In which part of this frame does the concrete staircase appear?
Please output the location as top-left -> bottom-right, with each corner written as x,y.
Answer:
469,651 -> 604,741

***

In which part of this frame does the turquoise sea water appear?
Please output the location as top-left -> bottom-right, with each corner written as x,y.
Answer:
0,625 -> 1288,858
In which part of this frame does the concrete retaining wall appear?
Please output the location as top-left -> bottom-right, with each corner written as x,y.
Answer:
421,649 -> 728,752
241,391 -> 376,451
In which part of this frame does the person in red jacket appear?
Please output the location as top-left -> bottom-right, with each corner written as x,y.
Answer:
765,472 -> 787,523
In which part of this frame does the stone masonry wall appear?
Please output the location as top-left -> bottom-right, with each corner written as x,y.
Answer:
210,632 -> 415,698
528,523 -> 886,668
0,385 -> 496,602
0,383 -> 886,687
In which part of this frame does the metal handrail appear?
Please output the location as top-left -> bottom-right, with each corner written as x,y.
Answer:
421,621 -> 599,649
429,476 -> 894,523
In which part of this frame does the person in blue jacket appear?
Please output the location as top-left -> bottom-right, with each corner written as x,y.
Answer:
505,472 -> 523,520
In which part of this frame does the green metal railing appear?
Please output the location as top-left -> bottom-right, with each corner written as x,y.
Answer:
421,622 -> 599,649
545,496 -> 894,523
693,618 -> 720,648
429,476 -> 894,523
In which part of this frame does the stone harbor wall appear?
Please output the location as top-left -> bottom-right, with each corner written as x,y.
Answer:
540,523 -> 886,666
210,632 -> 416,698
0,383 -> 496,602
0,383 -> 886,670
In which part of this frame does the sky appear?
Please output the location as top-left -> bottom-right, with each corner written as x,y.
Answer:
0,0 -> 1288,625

***

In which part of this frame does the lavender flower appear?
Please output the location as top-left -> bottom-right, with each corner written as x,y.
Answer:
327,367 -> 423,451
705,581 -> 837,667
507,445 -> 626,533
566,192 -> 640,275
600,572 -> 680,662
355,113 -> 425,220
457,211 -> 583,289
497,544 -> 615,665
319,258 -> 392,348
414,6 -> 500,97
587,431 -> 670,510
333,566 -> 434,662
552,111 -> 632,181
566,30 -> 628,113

***

> **PROBLEM DESCRIPTION**
In the entries above, output the lines from the one containing "In which part of this frame does the concrete retaining" up to and including the one containing "241,391 -> 376,451" as a numbered list, leaving out any blank lines.

> **WRITTEN REPLY**
1. In which part of this frame does the concrete retaining wall appear?
2. Please output the location as top-left -> bottom-right, with each corner written as x,y.
3. Answer:
4. 421,649 -> 728,752
5. 241,391 -> 376,451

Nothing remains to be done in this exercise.